**Exercise aim:**
Check each line of the listing below for the word "hoop" and say how many lines have it. Nothing else should be written.

##########

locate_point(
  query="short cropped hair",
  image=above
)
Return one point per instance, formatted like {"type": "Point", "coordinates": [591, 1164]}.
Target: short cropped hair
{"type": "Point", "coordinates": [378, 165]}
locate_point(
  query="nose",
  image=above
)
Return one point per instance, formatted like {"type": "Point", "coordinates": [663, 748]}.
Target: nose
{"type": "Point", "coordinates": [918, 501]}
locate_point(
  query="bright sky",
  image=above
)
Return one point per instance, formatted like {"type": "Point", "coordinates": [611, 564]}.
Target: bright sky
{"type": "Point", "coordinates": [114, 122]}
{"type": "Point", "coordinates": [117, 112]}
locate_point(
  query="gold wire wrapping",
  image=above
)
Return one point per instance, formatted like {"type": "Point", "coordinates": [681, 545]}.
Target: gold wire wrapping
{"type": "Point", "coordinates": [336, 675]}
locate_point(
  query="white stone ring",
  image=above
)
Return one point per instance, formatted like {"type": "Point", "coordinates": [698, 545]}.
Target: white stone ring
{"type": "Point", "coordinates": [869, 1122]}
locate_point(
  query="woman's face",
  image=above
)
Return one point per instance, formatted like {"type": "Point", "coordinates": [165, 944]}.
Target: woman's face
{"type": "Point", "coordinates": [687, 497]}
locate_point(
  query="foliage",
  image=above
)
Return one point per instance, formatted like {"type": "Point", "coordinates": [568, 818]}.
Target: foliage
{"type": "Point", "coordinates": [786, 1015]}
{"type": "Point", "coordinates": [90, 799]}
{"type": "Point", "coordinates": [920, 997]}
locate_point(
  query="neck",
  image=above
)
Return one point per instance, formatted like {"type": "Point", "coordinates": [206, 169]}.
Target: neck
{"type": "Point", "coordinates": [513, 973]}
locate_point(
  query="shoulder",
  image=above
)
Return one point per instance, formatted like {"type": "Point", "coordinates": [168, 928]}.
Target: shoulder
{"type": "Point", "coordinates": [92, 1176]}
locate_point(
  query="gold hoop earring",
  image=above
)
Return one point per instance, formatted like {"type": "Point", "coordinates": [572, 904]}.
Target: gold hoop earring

##########

**Answer for the task:**
2